(Records for pointing and labeling)
(begin)
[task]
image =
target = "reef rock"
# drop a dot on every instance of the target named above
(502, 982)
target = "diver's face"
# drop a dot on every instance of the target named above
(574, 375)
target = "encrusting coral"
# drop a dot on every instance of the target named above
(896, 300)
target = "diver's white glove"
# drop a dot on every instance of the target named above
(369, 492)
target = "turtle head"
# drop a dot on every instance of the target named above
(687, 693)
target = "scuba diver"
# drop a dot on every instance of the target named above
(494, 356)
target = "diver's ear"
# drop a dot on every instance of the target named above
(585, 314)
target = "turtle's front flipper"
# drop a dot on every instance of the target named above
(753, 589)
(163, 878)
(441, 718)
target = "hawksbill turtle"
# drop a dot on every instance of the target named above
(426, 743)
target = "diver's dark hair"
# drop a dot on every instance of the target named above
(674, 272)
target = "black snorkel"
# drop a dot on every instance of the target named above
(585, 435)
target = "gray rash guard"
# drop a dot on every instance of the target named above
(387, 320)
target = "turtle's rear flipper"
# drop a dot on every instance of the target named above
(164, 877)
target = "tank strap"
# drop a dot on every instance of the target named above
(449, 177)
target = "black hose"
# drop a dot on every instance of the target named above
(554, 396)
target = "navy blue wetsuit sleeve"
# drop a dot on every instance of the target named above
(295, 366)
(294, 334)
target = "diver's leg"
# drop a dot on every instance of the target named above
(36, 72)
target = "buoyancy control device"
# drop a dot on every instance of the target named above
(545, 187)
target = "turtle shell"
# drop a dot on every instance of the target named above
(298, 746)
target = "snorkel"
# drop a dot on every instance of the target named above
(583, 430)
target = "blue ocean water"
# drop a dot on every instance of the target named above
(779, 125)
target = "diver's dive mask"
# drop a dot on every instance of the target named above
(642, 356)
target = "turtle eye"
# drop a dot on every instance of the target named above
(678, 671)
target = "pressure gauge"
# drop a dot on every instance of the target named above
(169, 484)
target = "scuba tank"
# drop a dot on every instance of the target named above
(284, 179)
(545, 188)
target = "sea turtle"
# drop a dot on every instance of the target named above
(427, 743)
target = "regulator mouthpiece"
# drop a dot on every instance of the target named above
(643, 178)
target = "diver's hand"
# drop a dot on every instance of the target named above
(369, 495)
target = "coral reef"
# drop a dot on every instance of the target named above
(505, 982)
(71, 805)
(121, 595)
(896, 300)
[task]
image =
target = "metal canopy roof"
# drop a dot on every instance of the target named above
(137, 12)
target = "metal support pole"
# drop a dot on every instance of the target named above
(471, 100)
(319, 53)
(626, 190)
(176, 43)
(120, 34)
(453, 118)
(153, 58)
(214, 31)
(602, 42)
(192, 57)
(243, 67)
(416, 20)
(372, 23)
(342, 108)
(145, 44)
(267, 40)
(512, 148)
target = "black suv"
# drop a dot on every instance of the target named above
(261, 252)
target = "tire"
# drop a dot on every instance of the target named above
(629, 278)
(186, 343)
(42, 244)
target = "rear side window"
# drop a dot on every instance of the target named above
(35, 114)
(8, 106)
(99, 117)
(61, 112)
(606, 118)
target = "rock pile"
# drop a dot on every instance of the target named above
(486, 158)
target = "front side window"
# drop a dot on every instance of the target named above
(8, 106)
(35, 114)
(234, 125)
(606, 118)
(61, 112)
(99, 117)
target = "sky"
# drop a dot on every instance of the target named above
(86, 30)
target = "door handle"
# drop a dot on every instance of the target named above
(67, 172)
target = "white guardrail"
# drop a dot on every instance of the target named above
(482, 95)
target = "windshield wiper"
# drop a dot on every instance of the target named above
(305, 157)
(end)
The exercise –
In the records above, how many lines contain the string "metal", treating uppercase and lowercase as different? Reply with the number alone.

Output of the task –
2